Что сделать:
**a.** Какую картину текст о Сальвадоре Дали называет первой из дошедших до нас его работ?
**b.** Продолжите, пожалуйста, текст о Сальвадоре Дали после его последнего предложения.

Во-первых, Дали решительно отверг черный цвет, присутствовавший в старом логотипе, сохранив лишь красный и желтый — поступок истинного патриота, если учестть, что это цвета как каталонского, так и испанского флагов. Во-вторых, он поместил надпись внутрь того самого цветка маргаритки, который, благодаря чупа-чупсу, известен сегодня каждому жителю планеты земля. И, в-третьих, он разместил переосмысленный и, можно сказать, созданный им заново логотип не сбоку, а наверху обертки. Талант — он и а Африке талант, а уж в Каталонии — тем более!

Таким образом, можно с полным основанием утверждать: произведение Сальвадора Дали, выходившее самым большим тиражом — это не что иное, как всем нам хорошо известный логотип компании Чупа-Чупс!

Самая первая картина Дали

«Пейзаж близ Фигераса» (1910)

«Пейзаж близ Фигераса» — первая из дошедших до нас картин Сальвадора Дали. Отмечу: на каждой из экскурсий в Театр-музей Дали в Фигерасе этот вопрос возникает с редкой неизменностью: когда же будущий гений сюрреализма и самый известный провокатор от искусства 20-го столетия Сальвадор Дали впервые взял в руки краски и кисть?

Всему миру хорошо известны такие зрелые шедевры каталонского художника, как «Постоянство памяти», «Искушение Святого Антония», «Девушка у окна», «Жираф в огне», Великий мастурбатор» — но когда-то ведь все только начиналось…


В какой-то из славных моментов бытия уроженец провинциального каталонского Фигераса Сальвадор Фелипе Хасинто Доменеч впервые решил нарисовать не просто улыбчивую рожицу с ручками и ножками, чем грешат абсолютно все дети планеты Земля — но подойти к вопросу изобразительного творчества более основательно.

Исходные данные:

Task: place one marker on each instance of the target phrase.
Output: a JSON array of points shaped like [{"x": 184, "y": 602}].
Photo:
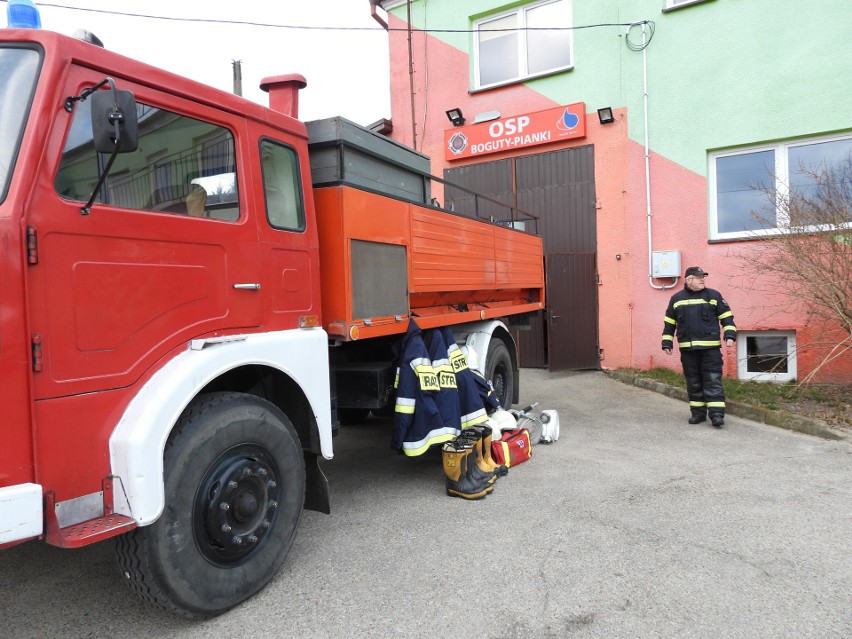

Ответы:
**a.** «Пейзаж близ Фигераса» (1910).

**b.**
Есть все основания полагать, что это случилось в 1910-ом году, когда Дали было всего шесть лет. Именно тогда симпатичный улыбчивый малыш решил зафиксировать окружающий мир через призму собственного восприятия, воспользовавшись для этого приемами импрессионистов.


Принято считать, что самой первой дошедшей до нас картиной Сальвадора Дали является «Пейзаж близ Фигераса» (1910). Картина написана масляными красками на картоне, который являет собой не что иное, как простую почтовую открытку.

И это, прошу отметить, уже не откровенно беспомощная мазня шестилетнего, не знающего, чем себя занять, карапуза. Это действительно пейзаж, причем, как мы уже сказали, «Пейзаж близ Фигераса» недвусмысленно демонстрирует отчетливую тягу малютки Дали к импрессионизму.

Тяга эта не случайна. Одним из хороших знакомых отца начинающего гения был каталонский художник-импрессионист Рамон Пичот, происходивший из состоятельной творческой семьи. В имении Пичотов «Моли де ла Торре» неподалеку от Фигераса маленький Сальвадор всегда был желанным гостем.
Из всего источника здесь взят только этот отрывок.